Records for this task below:

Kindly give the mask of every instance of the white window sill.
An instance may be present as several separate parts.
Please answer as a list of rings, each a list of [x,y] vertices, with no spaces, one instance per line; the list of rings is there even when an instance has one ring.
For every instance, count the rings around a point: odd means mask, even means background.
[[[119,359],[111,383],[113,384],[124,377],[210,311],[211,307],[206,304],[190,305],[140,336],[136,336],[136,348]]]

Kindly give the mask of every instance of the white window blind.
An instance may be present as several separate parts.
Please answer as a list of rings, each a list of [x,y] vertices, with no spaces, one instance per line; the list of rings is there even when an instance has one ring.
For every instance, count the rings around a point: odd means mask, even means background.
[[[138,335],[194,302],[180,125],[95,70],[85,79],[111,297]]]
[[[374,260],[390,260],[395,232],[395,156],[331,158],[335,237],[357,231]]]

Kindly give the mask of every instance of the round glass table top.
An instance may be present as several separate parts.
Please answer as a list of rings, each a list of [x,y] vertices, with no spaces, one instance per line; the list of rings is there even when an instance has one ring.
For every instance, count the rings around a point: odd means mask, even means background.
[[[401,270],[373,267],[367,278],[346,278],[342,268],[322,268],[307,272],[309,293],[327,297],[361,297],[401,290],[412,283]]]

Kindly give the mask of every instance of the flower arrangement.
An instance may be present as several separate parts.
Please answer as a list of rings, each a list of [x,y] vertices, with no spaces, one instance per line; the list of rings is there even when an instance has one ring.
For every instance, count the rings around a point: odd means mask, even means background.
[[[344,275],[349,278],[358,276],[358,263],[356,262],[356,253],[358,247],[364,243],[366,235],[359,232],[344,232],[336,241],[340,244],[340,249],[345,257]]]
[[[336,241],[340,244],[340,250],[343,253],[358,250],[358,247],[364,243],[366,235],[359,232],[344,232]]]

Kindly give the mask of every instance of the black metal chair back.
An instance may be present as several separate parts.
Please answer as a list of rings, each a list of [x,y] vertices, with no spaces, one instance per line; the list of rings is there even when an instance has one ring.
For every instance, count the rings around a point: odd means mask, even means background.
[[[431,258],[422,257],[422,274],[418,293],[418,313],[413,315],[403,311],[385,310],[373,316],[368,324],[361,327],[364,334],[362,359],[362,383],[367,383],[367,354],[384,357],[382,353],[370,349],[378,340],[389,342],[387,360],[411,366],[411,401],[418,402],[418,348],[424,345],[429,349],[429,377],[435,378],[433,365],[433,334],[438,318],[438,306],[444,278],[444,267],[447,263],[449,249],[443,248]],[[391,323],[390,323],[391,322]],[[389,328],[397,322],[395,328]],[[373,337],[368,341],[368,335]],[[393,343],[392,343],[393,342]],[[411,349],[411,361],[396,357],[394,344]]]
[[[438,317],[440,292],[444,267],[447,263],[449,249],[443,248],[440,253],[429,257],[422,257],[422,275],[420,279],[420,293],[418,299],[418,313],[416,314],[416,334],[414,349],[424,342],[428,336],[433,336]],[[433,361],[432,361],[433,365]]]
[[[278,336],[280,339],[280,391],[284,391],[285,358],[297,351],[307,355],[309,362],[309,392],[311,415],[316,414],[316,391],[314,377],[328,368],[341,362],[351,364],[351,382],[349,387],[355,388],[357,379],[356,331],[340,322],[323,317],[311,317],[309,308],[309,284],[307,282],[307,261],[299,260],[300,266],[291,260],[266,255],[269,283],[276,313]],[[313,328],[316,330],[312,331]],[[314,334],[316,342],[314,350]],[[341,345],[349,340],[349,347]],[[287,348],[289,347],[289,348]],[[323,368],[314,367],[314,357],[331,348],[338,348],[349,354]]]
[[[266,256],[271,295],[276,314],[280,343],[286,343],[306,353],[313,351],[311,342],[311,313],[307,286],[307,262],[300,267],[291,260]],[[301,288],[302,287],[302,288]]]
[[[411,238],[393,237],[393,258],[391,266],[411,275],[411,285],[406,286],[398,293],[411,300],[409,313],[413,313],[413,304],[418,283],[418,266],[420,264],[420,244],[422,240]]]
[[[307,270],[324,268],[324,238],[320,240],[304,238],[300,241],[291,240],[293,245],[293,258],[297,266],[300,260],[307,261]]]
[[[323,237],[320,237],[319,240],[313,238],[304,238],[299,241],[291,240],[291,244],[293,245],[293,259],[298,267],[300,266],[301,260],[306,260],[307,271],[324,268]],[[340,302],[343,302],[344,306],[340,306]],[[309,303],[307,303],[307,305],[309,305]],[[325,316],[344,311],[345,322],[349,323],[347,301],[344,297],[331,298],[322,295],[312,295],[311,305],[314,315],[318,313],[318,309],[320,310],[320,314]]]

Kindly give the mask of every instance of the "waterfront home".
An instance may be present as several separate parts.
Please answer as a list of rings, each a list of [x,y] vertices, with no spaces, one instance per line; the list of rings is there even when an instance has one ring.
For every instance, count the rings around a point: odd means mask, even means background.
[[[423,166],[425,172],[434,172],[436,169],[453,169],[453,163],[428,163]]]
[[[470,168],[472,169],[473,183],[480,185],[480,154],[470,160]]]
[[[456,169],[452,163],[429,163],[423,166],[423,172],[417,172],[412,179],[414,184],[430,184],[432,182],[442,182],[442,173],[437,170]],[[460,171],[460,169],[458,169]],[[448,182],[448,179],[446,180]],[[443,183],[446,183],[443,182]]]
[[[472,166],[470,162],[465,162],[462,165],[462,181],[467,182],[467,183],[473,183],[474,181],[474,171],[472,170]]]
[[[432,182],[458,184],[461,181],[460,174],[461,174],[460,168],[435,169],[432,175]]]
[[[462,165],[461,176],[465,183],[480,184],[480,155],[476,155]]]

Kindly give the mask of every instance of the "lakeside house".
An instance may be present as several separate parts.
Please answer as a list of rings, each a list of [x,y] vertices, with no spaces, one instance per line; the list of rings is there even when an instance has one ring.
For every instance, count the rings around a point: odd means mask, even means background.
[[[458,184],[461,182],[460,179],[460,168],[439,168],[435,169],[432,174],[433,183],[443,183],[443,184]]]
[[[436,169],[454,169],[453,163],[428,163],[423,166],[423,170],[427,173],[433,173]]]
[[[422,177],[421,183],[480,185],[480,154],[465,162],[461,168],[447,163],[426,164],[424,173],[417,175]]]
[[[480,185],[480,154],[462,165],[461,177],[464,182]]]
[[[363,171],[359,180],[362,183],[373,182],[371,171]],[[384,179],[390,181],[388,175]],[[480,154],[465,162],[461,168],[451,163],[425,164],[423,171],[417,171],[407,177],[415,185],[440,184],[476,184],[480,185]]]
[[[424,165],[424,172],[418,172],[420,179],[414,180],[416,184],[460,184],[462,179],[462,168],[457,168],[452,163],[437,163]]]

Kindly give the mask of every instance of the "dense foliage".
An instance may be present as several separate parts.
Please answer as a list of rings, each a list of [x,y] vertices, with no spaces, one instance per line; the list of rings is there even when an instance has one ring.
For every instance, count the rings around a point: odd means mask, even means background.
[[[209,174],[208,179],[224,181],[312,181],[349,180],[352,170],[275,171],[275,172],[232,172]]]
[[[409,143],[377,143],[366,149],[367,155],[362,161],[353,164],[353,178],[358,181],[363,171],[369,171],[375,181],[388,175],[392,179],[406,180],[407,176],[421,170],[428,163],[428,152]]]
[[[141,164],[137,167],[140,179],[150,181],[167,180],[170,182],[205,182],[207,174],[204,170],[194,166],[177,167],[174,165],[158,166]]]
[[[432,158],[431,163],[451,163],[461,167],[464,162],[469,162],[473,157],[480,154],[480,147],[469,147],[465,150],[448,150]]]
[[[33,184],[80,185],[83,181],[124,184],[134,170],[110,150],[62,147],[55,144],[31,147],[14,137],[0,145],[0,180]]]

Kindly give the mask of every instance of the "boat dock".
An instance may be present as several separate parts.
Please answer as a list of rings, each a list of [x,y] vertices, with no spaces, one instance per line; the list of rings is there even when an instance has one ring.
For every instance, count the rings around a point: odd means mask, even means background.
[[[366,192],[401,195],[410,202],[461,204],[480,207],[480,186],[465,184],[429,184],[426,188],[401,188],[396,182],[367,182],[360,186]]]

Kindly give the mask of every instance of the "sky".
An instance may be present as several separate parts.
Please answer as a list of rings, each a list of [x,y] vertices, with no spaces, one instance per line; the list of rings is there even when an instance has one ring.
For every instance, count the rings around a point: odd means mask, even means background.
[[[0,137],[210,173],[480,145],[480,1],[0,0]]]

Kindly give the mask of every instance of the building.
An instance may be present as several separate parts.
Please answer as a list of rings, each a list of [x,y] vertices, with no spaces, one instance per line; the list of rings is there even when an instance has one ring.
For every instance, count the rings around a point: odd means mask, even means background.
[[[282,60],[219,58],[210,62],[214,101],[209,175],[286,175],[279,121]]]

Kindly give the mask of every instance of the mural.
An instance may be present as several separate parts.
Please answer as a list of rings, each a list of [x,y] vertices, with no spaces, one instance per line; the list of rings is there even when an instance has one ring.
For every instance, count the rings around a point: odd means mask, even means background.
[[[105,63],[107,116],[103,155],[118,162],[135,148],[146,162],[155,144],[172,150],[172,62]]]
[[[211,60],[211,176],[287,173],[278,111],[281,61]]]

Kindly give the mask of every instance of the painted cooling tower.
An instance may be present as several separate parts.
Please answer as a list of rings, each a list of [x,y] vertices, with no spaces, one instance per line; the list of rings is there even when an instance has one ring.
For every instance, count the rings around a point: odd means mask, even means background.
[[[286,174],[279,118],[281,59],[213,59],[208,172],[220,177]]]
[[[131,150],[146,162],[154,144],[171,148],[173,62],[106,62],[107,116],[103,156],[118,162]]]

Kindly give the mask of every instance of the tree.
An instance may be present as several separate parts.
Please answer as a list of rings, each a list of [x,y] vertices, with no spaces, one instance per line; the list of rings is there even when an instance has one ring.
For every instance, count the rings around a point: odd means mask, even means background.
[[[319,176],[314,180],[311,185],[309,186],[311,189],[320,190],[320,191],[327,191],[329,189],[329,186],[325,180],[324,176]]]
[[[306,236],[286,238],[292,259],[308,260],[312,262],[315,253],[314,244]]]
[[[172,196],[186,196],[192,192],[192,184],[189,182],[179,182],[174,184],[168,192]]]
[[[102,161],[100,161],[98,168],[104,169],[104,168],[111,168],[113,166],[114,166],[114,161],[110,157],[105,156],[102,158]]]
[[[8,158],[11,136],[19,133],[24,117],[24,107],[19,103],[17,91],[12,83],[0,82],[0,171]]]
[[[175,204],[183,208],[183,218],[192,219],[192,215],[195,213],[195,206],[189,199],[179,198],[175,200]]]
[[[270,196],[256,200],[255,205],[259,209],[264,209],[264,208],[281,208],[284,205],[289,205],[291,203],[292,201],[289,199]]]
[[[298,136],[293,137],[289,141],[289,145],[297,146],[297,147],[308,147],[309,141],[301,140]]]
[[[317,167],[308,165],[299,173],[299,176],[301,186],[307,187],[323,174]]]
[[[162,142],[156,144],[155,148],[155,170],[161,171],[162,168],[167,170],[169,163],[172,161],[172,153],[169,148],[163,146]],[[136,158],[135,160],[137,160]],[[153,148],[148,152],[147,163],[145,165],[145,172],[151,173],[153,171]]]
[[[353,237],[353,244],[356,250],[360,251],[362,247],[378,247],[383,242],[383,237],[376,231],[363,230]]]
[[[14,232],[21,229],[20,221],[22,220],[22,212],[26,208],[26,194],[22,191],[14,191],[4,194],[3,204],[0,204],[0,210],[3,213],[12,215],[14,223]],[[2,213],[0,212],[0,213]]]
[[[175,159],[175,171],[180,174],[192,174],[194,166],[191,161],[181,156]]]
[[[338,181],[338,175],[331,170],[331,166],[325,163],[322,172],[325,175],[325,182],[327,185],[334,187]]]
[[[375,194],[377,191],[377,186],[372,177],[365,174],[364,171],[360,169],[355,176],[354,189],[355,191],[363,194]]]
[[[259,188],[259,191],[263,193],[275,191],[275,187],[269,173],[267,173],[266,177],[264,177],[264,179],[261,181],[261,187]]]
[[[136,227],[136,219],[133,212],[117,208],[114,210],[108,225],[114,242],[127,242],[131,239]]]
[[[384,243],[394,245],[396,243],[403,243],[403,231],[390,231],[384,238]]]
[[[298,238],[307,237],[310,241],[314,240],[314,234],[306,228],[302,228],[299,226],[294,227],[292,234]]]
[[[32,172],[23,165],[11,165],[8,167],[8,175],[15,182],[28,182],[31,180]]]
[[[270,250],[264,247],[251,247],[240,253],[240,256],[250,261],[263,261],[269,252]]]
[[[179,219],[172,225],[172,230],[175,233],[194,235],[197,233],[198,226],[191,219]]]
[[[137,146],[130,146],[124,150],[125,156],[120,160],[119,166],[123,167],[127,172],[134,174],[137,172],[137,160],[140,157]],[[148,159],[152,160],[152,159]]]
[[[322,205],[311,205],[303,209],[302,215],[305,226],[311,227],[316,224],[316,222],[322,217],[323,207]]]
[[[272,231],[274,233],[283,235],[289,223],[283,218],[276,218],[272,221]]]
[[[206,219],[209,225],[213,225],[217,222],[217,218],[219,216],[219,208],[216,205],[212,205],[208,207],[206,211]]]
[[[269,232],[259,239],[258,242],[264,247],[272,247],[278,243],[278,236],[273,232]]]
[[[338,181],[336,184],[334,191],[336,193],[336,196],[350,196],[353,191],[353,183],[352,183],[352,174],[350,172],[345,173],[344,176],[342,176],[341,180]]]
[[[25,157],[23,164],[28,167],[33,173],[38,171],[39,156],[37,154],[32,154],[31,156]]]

End of Records for this task.

**Aim of the task**
In the records above, which lines hold the string "window"? Copy each one.

**Task result**
Kindly give the mask of every instance of the white window sill.
Kindly give the mask of every instance of the white window blind.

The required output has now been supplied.